(Records of labeled points)

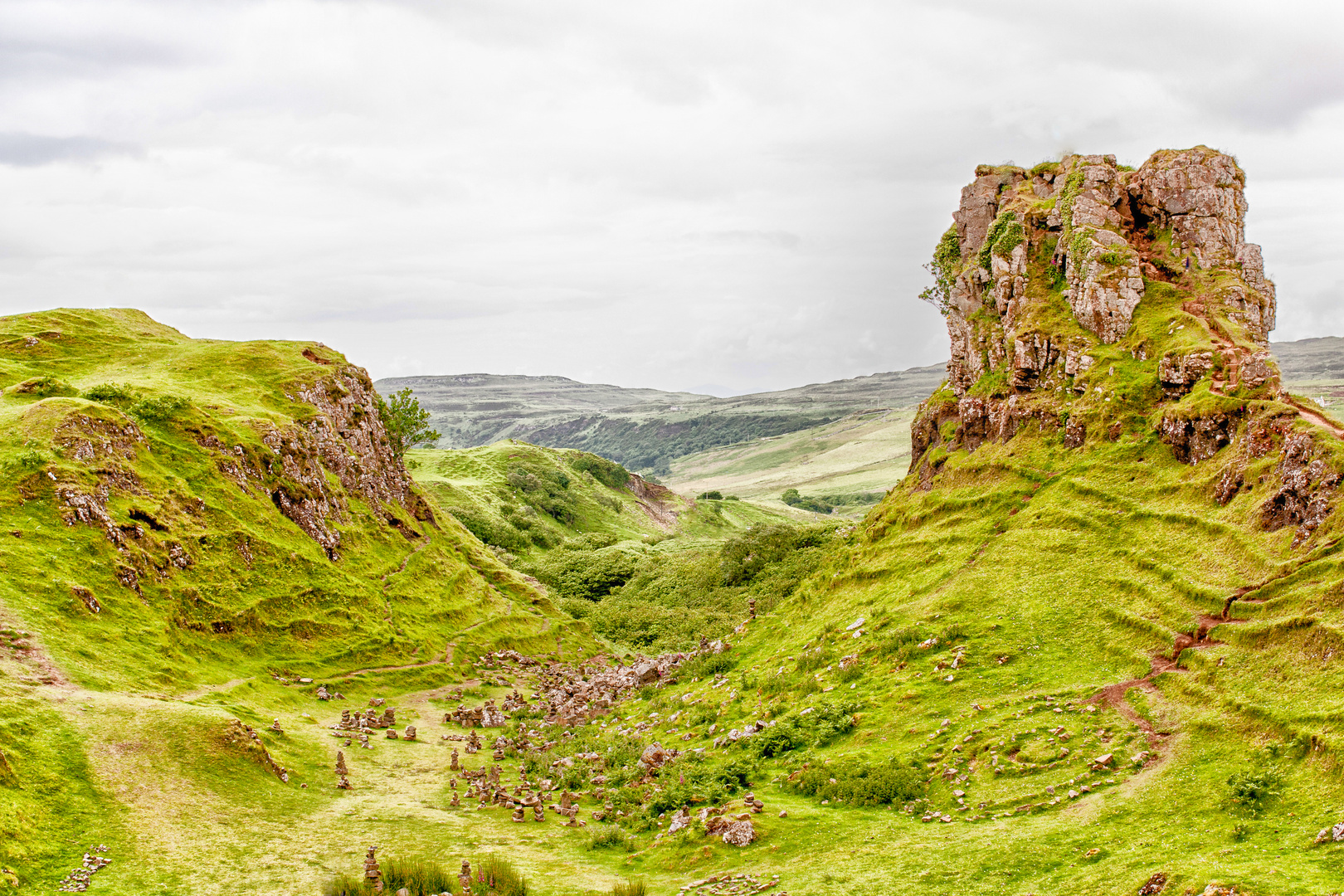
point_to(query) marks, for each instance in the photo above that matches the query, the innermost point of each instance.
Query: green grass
(1045, 574)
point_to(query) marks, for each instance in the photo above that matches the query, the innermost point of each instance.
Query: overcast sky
(647, 193)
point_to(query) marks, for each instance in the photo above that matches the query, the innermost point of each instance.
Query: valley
(1079, 631)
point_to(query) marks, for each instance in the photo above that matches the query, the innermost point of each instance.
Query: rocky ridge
(1088, 299)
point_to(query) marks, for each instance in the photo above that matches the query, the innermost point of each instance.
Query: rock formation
(1043, 266)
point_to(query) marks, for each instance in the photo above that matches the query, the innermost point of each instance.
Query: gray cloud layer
(647, 193)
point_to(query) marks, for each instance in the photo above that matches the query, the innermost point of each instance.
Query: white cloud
(645, 193)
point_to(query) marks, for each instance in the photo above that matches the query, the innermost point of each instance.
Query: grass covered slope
(641, 564)
(184, 514)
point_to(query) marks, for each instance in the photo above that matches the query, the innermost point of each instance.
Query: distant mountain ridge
(647, 429)
(640, 427)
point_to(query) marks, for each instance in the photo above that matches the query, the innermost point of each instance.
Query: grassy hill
(1090, 644)
(188, 523)
(590, 533)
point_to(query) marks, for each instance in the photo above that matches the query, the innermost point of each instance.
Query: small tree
(407, 422)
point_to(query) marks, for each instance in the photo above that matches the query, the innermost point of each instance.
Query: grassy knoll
(968, 650)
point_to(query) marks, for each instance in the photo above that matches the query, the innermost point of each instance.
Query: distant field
(860, 453)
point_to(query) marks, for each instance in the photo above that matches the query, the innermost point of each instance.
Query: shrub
(45, 387)
(611, 837)
(828, 720)
(706, 665)
(27, 460)
(851, 674)
(487, 529)
(1254, 786)
(609, 473)
(863, 783)
(587, 574)
(119, 394)
(777, 740)
(405, 421)
(804, 503)
(158, 409)
(815, 659)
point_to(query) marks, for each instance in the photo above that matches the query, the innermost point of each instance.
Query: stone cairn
(343, 772)
(373, 874)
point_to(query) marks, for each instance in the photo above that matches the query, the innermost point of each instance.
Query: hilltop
(191, 516)
(1089, 644)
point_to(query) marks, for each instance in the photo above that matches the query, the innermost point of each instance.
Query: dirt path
(1312, 416)
(398, 571)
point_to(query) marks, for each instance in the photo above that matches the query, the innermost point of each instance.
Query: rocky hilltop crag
(1092, 299)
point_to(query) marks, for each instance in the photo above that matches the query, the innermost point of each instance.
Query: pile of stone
(1153, 885)
(578, 694)
(735, 830)
(244, 730)
(373, 874)
(78, 879)
(726, 884)
(485, 716)
(738, 733)
(1331, 835)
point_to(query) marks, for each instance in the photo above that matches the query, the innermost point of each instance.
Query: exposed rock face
(1045, 268)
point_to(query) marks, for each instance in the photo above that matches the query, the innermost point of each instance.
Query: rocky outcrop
(1103, 222)
(1046, 268)
(1199, 438)
(1307, 485)
(1105, 282)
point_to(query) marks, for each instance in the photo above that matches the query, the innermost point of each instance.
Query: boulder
(739, 833)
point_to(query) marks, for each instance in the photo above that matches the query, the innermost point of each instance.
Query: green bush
(609, 473)
(405, 421)
(487, 529)
(46, 387)
(802, 503)
(863, 783)
(1253, 787)
(27, 460)
(158, 409)
(815, 659)
(850, 674)
(611, 837)
(587, 574)
(117, 394)
(706, 665)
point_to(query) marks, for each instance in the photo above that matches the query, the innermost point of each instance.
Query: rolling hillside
(641, 429)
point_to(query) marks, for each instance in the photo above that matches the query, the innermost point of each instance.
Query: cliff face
(1094, 234)
(1093, 301)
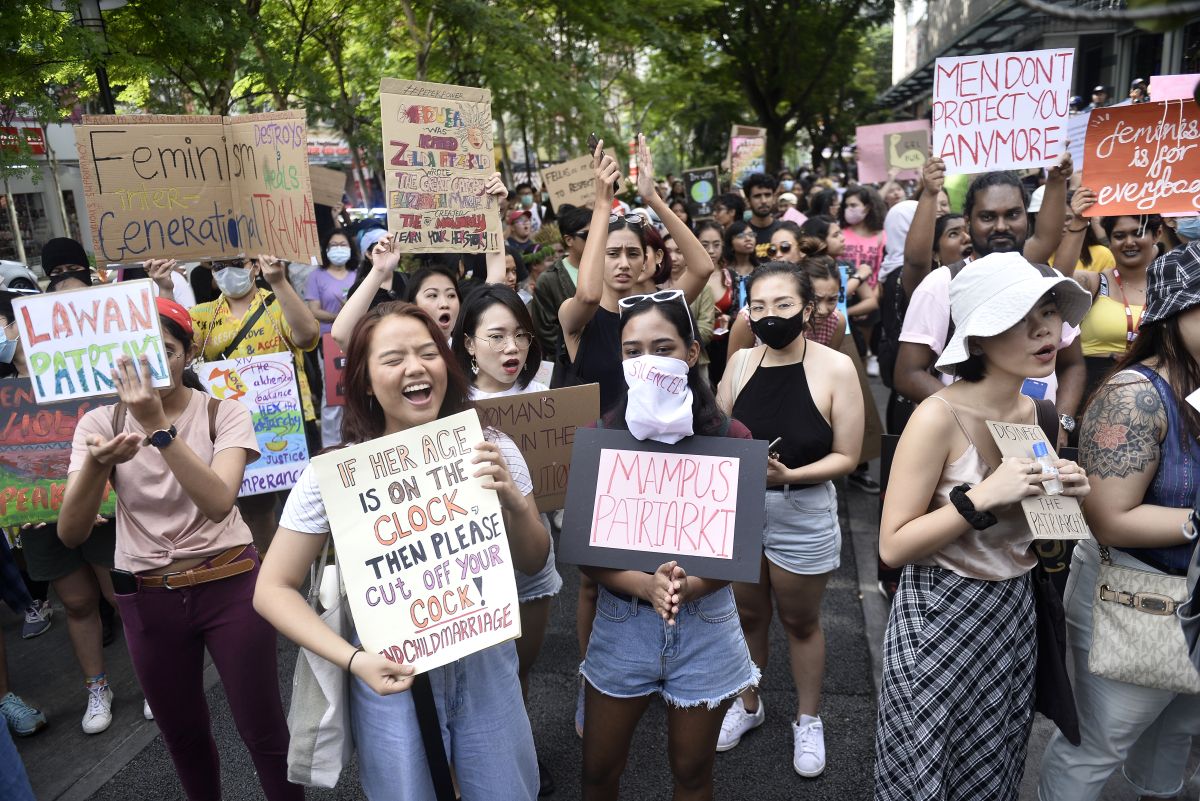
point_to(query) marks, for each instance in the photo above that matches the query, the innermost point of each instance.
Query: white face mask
(659, 398)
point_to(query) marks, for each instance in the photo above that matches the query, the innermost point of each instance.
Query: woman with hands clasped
(400, 373)
(957, 702)
(185, 565)
(666, 633)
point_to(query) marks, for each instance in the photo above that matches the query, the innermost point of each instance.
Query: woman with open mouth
(400, 373)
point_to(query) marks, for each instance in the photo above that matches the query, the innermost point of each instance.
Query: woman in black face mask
(803, 398)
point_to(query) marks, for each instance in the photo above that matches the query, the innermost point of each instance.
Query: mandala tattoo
(1122, 431)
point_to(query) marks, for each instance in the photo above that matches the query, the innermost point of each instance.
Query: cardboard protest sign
(335, 371)
(267, 386)
(1050, 517)
(437, 145)
(570, 182)
(702, 187)
(748, 151)
(543, 426)
(73, 338)
(1144, 158)
(328, 185)
(421, 544)
(635, 505)
(35, 451)
(1002, 110)
(197, 187)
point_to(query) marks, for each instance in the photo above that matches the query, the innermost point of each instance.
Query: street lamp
(88, 14)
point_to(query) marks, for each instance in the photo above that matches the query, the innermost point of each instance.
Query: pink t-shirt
(928, 319)
(156, 522)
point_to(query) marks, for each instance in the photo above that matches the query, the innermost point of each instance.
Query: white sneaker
(808, 746)
(100, 709)
(738, 722)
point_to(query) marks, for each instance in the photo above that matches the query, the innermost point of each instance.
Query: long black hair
(707, 416)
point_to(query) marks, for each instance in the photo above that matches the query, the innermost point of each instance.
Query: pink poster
(876, 140)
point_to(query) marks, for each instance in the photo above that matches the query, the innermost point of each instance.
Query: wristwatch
(978, 521)
(162, 438)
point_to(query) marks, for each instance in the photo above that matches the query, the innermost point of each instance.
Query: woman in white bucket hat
(957, 702)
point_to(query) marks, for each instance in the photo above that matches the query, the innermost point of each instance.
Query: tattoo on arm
(1122, 431)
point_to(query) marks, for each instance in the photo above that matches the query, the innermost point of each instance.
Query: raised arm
(700, 265)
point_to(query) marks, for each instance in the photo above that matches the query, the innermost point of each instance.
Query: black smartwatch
(978, 521)
(162, 438)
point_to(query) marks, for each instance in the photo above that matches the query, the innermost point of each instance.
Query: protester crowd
(773, 312)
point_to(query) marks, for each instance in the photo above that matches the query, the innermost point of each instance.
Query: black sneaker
(862, 480)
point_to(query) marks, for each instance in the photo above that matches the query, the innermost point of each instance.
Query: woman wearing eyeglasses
(495, 345)
(807, 397)
(667, 633)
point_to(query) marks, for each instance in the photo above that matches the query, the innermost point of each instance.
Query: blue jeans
(13, 782)
(484, 727)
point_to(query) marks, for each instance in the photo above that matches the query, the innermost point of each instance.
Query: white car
(13, 275)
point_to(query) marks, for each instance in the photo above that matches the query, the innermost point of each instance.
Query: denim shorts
(701, 660)
(801, 533)
(545, 582)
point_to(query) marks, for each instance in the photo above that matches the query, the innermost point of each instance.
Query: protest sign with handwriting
(1050, 517)
(635, 505)
(437, 145)
(195, 187)
(73, 338)
(421, 544)
(1143, 158)
(543, 425)
(1001, 110)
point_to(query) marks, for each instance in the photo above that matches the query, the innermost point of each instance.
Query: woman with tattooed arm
(1138, 444)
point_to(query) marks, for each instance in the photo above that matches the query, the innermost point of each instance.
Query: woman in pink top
(185, 565)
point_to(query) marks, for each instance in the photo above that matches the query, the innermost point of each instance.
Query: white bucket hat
(995, 293)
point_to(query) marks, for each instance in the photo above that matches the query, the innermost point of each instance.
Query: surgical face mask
(659, 398)
(234, 282)
(339, 254)
(856, 215)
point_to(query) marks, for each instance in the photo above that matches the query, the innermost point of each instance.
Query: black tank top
(777, 402)
(598, 359)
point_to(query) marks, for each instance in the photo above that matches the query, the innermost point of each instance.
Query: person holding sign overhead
(400, 373)
(804, 398)
(185, 565)
(957, 702)
(666, 633)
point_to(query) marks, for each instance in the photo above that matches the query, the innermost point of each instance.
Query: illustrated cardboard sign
(571, 182)
(73, 338)
(701, 186)
(1002, 110)
(437, 146)
(335, 371)
(267, 386)
(635, 505)
(543, 426)
(421, 544)
(1050, 517)
(328, 185)
(887, 150)
(35, 452)
(1143, 158)
(748, 151)
(197, 187)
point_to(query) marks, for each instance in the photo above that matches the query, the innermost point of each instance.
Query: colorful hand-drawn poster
(1002, 110)
(267, 386)
(1144, 158)
(437, 145)
(35, 451)
(421, 544)
(73, 338)
(197, 187)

• _Work to complete_:
Copy out each line of the items above that contains the string "white", matching capitalization exactly.

• _Expected answer_:
Query: white cloud
Query: white face mask
Query: white sneaker
Query: woman in white bucket hat
Query: white car
Query: white bucket hat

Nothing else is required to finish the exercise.